━━ Record extracts

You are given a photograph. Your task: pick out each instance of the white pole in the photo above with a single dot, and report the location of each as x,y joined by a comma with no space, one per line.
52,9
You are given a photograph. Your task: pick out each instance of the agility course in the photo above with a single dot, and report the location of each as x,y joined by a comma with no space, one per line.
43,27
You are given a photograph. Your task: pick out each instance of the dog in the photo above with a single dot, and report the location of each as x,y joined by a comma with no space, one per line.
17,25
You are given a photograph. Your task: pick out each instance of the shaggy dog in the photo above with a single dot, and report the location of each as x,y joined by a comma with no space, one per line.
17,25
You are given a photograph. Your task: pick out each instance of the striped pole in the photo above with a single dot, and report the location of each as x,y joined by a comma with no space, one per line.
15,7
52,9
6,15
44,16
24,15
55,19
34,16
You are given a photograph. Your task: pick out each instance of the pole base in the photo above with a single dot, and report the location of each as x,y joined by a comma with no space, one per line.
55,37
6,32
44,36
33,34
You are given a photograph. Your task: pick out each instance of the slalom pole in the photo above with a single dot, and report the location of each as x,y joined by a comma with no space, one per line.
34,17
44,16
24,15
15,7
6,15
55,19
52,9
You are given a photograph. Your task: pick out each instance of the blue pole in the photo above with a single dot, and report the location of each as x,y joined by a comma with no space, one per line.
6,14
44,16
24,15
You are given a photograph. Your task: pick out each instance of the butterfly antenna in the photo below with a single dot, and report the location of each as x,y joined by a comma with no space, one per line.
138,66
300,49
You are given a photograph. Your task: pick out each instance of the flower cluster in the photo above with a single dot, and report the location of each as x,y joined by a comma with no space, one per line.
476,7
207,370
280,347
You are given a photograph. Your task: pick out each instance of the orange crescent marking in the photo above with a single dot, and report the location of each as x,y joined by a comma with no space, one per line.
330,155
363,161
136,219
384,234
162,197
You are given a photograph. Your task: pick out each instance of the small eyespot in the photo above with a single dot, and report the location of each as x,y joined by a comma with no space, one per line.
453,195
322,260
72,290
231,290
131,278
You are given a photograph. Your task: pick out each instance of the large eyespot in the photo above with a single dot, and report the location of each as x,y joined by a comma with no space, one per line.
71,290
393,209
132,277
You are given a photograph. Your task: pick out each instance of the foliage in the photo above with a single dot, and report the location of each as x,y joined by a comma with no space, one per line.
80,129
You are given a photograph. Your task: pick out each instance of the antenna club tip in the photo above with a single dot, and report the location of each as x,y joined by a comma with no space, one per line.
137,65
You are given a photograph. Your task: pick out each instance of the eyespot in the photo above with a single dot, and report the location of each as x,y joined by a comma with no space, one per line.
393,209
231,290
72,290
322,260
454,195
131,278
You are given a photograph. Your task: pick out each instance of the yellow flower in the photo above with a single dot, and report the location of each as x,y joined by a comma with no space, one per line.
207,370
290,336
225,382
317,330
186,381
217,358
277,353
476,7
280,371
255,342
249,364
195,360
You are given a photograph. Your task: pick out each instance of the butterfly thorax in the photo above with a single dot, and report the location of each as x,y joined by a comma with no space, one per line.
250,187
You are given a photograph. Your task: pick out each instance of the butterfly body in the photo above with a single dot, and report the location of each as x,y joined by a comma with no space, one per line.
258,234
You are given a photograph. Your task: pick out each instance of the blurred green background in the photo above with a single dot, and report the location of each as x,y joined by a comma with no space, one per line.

━━━━

Write the lines out again exactly, from the one containing "the butterfly thorax" through the last line of the records, and include no other lines.

You are given a photograph. Your task: pick out each instance of the butterfly thorax in the photo above with a single dot, and report the location of each as x,y joined by a comma with no space, one per line.
250,187
You are given a photograph. Your task: pick out each instance of the butterfly body in the photo above with a single dot, and report the location of each as x,y joined by a comma with no space, one per line.
258,234
You are given a photograph. Your task: pick out each instance of the blurred green background in the photo above with a single dot, and report the location of each as x,y joined by a comma with no space, one per line.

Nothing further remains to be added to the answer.